§ **TO BE DONE**: Present each of the entries below as a Markdown table with two columns, Row and Line, giving every non-blank line its own numbered row.

▬▬▬▬▬▬

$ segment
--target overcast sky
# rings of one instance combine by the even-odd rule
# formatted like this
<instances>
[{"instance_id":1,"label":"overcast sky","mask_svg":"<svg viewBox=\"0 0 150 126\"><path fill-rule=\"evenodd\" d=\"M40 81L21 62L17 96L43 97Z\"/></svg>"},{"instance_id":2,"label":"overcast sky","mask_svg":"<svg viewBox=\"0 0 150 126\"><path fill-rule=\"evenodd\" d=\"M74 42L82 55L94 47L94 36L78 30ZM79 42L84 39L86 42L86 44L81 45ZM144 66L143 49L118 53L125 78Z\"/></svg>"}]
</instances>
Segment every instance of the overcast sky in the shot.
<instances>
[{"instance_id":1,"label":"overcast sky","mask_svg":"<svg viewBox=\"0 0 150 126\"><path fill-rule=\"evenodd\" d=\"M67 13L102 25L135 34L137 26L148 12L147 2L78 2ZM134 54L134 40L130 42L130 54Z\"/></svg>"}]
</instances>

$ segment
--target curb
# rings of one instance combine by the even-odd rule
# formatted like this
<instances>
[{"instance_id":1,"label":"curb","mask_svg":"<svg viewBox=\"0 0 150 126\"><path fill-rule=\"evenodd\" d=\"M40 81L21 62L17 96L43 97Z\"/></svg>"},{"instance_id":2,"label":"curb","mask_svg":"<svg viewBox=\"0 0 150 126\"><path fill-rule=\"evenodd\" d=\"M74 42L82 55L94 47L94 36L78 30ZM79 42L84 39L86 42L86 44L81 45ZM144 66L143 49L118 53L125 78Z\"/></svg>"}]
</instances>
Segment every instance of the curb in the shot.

▬▬▬▬▬▬

§ **RESULT**:
| Row | Line |
|---|---|
| 1 | $ segment |
| 2 | --target overcast sky |
| 3 | # rings of one instance combine by the even-odd rule |
| 4 | # formatted like this |
| 5 | <instances> |
| 6 | [{"instance_id":1,"label":"overcast sky","mask_svg":"<svg viewBox=\"0 0 150 126\"><path fill-rule=\"evenodd\" d=\"M40 81L21 62L17 96L43 97Z\"/></svg>"},{"instance_id":2,"label":"overcast sky","mask_svg":"<svg viewBox=\"0 0 150 126\"><path fill-rule=\"evenodd\" d=\"M74 42L82 55L94 47L94 36L78 30ZM79 42L84 39L86 42L86 44L81 45ZM144 66L143 49L118 53L125 78Z\"/></svg>"}] |
| 7 | </instances> |
| 8 | Segment every instance of the overcast sky in the shot. |
| 9 | <instances> |
| 10 | [{"instance_id":1,"label":"overcast sky","mask_svg":"<svg viewBox=\"0 0 150 126\"><path fill-rule=\"evenodd\" d=\"M67 13L102 25L135 34L137 26L148 12L147 2L78 2ZM134 54L134 40L130 42L130 54Z\"/></svg>"}] |
| 11 | </instances> |
| 12 | $ segment |
| 13 | --target curb |
| 14 | # rings of one instance combine by the even-odd rule |
| 15 | # formatted like this |
| 16 | <instances> |
| 17 | [{"instance_id":1,"label":"curb","mask_svg":"<svg viewBox=\"0 0 150 126\"><path fill-rule=\"evenodd\" d=\"M40 81L21 62L17 96L43 97Z\"/></svg>"},{"instance_id":2,"label":"curb","mask_svg":"<svg viewBox=\"0 0 150 126\"><path fill-rule=\"evenodd\" d=\"M74 42L82 55L94 47L94 36L78 30ZM79 42L84 39L86 42L86 44L81 45ZM144 66L143 49L118 53L125 78Z\"/></svg>"}] |
| 18 | </instances> |
| 19 | Segment every instance of the curb in the shot. |